## Task objective
Reproduce each line of the listing exactly.

--------------------

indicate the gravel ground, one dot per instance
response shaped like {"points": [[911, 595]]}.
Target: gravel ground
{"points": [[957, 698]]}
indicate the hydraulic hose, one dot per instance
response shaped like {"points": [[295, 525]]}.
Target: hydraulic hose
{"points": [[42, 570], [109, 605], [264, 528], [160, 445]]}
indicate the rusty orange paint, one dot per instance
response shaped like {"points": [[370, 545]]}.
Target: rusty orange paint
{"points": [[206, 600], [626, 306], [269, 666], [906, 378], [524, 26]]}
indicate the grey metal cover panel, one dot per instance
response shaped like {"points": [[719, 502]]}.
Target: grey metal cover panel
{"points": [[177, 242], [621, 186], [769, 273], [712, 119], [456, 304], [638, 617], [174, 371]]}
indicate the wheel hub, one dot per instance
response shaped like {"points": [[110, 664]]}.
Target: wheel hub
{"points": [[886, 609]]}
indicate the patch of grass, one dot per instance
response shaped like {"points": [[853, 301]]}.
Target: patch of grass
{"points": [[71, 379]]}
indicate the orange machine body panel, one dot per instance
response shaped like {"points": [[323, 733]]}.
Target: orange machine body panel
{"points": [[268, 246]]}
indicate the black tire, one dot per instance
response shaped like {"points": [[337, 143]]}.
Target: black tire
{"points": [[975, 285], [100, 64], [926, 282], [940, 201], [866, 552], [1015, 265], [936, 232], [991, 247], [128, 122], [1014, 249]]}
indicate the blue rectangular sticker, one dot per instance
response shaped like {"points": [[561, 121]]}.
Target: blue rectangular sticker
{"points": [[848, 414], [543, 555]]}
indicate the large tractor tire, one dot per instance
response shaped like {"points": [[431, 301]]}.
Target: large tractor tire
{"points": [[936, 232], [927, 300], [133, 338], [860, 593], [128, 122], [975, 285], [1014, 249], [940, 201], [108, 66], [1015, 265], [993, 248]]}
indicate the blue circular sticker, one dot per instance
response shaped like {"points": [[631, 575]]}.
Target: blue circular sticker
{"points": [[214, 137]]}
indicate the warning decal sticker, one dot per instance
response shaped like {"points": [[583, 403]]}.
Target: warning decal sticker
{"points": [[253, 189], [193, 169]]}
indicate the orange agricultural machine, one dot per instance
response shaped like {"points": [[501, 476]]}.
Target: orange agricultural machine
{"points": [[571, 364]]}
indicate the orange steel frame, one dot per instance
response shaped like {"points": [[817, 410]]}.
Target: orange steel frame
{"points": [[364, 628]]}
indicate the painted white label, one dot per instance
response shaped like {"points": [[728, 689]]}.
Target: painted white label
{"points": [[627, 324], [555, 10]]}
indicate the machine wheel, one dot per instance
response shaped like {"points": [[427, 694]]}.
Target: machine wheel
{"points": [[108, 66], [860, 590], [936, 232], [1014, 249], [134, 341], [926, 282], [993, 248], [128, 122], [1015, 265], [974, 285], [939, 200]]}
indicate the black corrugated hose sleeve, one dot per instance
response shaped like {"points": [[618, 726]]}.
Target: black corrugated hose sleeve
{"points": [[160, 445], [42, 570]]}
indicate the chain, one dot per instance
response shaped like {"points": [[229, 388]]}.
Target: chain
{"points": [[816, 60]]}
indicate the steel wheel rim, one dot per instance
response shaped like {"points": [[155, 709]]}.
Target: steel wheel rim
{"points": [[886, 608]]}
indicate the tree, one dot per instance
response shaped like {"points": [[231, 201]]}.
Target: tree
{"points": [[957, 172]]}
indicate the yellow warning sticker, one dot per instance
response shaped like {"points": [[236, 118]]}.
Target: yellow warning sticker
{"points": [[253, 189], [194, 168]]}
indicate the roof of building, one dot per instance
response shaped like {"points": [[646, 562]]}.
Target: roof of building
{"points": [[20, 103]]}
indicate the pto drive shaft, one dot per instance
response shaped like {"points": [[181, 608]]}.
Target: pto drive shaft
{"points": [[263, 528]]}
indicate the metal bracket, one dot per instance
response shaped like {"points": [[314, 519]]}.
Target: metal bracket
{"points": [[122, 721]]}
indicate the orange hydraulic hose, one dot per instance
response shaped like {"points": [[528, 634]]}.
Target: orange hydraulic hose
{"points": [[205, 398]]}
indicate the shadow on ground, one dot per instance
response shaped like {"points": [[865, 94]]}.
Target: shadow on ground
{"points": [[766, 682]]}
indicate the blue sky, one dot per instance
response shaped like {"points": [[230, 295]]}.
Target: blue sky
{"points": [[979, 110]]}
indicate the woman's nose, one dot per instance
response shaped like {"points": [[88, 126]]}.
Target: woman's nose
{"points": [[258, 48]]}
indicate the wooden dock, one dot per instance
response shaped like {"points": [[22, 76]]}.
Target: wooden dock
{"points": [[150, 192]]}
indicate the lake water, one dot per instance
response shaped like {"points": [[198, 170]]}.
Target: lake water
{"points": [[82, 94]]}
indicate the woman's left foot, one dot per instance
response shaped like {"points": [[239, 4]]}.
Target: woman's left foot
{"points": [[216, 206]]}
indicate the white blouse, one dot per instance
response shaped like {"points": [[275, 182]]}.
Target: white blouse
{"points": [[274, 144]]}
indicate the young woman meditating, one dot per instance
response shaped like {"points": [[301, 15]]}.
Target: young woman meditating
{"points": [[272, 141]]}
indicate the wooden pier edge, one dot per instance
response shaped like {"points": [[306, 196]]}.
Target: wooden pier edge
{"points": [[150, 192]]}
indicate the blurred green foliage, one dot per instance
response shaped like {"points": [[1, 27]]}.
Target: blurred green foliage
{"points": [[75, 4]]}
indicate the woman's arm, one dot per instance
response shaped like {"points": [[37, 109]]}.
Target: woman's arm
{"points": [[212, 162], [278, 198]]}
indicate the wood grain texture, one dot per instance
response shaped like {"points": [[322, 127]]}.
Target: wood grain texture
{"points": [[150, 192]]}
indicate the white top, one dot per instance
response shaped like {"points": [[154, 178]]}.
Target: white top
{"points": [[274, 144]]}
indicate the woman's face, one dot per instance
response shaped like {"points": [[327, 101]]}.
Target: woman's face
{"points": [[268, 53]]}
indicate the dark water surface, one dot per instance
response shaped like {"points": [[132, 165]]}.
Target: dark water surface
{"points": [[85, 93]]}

--------------------

## Response to this task
indicate the gravel ground, one dot per instance
response shaped like {"points": [[911, 595]]}.
Target: gravel ground
{"points": [[957, 698]]}
indicate the hydraulic hose, one dot per instance
response shaped like {"points": [[295, 525]]}.
Target: hydraulic hose
{"points": [[42, 570], [109, 605], [264, 528], [160, 445]]}
indicate the rusty orange paint, one dot per instance
response shaped like {"points": [[370, 545]]}.
Target: rusty orange paint
{"points": [[206, 600], [626, 306], [269, 666], [906, 378], [524, 26]]}
indicate the grey metal cover panel, one dot per instance
response shaped like {"points": [[719, 502]]}.
Target: grey metal cover panel
{"points": [[177, 242], [621, 186], [769, 273], [712, 119], [456, 304], [638, 617], [174, 371]]}
indicate the wheel hub, one dot per instance
response shaped like {"points": [[110, 664]]}.
Target: wheel hub
{"points": [[886, 609]]}
indicate the patch of grass, one dot per instance
response shaped like {"points": [[853, 301]]}.
Target: patch of grass
{"points": [[71, 379]]}
indicate the orange machine body panel, one dot per instance
response shaped like {"points": [[323, 733]]}.
Target: orange machine body panel
{"points": [[268, 246]]}
indicate the black tire, one dot per instance
response shaped like {"points": [[337, 143]]}.
Target: black tire
{"points": [[975, 285], [100, 64], [926, 282], [940, 201], [866, 552], [1015, 265], [936, 232], [991, 247], [128, 122], [1014, 249]]}
indicate the blue rectangular sticker, one dot per instance
response shaped like {"points": [[561, 121]]}.
Target: blue rectangular sticker
{"points": [[848, 414], [543, 555]]}
indicate the large tractor tire, one dot per instance
response shaped like {"points": [[431, 301]]}.
Target: large tractor tire
{"points": [[936, 232], [927, 300], [133, 338], [860, 593], [128, 122], [975, 285], [1014, 249], [940, 201], [108, 66], [1015, 265], [993, 248]]}
indicate the blue circular sticker, one dot per instance
response shaped like {"points": [[631, 575]]}.
Target: blue circular sticker
{"points": [[214, 137]]}
indicate the warning decal sticker, one dot per instance
response shaped like {"points": [[583, 403]]}.
Target: warning decal sticker
{"points": [[253, 189], [193, 169]]}
indicate the orange agricultural machine, one dot per instance
response shaped like {"points": [[501, 476]]}.
Target: orange agricultural machine
{"points": [[571, 364]]}
indicate the orange steel frame, one dot per instance
response shaped like {"points": [[817, 410]]}.
Target: orange steel frame
{"points": [[364, 628]]}
indicate the painted white label, one dot per instance
response shaped like {"points": [[728, 689]]}.
Target: painted white label
{"points": [[627, 324], [555, 10]]}
indicate the machine wheel, one dot per instance
response shaped like {"points": [[427, 694]]}.
Target: machine wheel
{"points": [[108, 66], [860, 590], [936, 232], [1014, 249], [134, 341], [926, 282], [993, 248], [128, 122], [1015, 265], [974, 285], [939, 200]]}
indicate the black corrugated hose sleeve, one dot per instance
response shaped like {"points": [[618, 726]]}.
Target: black corrugated hose sleeve
{"points": [[160, 445], [42, 570]]}
indicate the chain, one dot per instance
response shaped like {"points": [[229, 388]]}.
Target: chain
{"points": [[816, 60]]}
indicate the steel wheel rim, one dot per instance
response shaped like {"points": [[155, 709]]}.
Target: steel wheel rim
{"points": [[886, 608]]}
indicate the tree, one dot per instance
response shaped like {"points": [[231, 201]]}.
Target: tree
{"points": [[957, 172]]}
indicate the yellow warning sticker, one dot per instance
response shaped like {"points": [[236, 118]]}.
Target: yellow warning sticker
{"points": [[253, 189], [194, 168]]}
indicate the roof of building, one dot per instance
response shaped like {"points": [[646, 562]]}.
Target: roof of building
{"points": [[20, 103]]}
indicate the pto drive shaft, one dot per instance
response shaped like {"points": [[181, 608]]}.
Target: pto drive shaft
{"points": [[263, 528]]}
indicate the metal bracket, one dot per instance
response shaped like {"points": [[314, 519]]}.
Target: metal bracket
{"points": [[122, 721]]}
indicate the orange hydraulic hose, one dot per instance
response shaped like {"points": [[528, 634]]}.
Target: orange hydraulic hose
{"points": [[205, 398]]}
indicate the shadow on ground, one dot per instance
response shaped like {"points": [[865, 94]]}.
Target: shadow on ground
{"points": [[766, 682]]}
indicate the blue sky, one dot per instance
response shaped like {"points": [[230, 295]]}.
Target: blue sky
{"points": [[979, 110]]}
indicate the woman's nose, one dot per instance
response shaped like {"points": [[88, 126]]}.
Target: woman's nose
{"points": [[258, 48]]}
indicate the wooden dock, one dot per instance
response shaped like {"points": [[22, 76]]}.
Target: wooden dock
{"points": [[150, 192]]}
indicate the lake water, one dot per instance
response shaped like {"points": [[198, 170]]}.
Target: lake water
{"points": [[82, 94]]}
indicate the woman's left foot, one dot per instance
response shaped like {"points": [[239, 4]]}.
Target: woman's left foot
{"points": [[216, 206]]}
indicate the white blouse, one dot per instance
response shaped like {"points": [[275, 182]]}.
Target: white blouse
{"points": [[274, 144]]}
indicate the young woman meditating, one dot per instance
response shaped like {"points": [[301, 15]]}.
Target: young woman meditating
{"points": [[272, 141]]}
indicate the wooden pier edge, one dot per instance
response shaped like {"points": [[306, 196]]}.
Target: wooden pier edge
{"points": [[150, 192]]}
indicate the blurred green foliage, one dot per instance
response shaped like {"points": [[1, 27]]}.
Target: blurred green foliage
{"points": [[75, 4]]}
indicate the woman's arm, one dot per instance
response shaped like {"points": [[37, 109]]}.
Target: woman's arm
{"points": [[212, 162], [278, 198]]}
indicate the wood grain texture, one dot per instance
response shaped like {"points": [[322, 127]]}.
Target: wood grain texture
{"points": [[150, 192]]}
indicate the white top, one dot per instance
response shaped like {"points": [[154, 178]]}.
Target: white top
{"points": [[274, 144]]}
indicate the woman's face, one dot per instance
response shaped like {"points": [[327, 101]]}.
Target: woman's face
{"points": [[268, 53]]}
indicate the dark water surface, one dot per instance
response shaped like {"points": [[132, 165]]}.
Target: dark water surface
{"points": [[85, 93]]}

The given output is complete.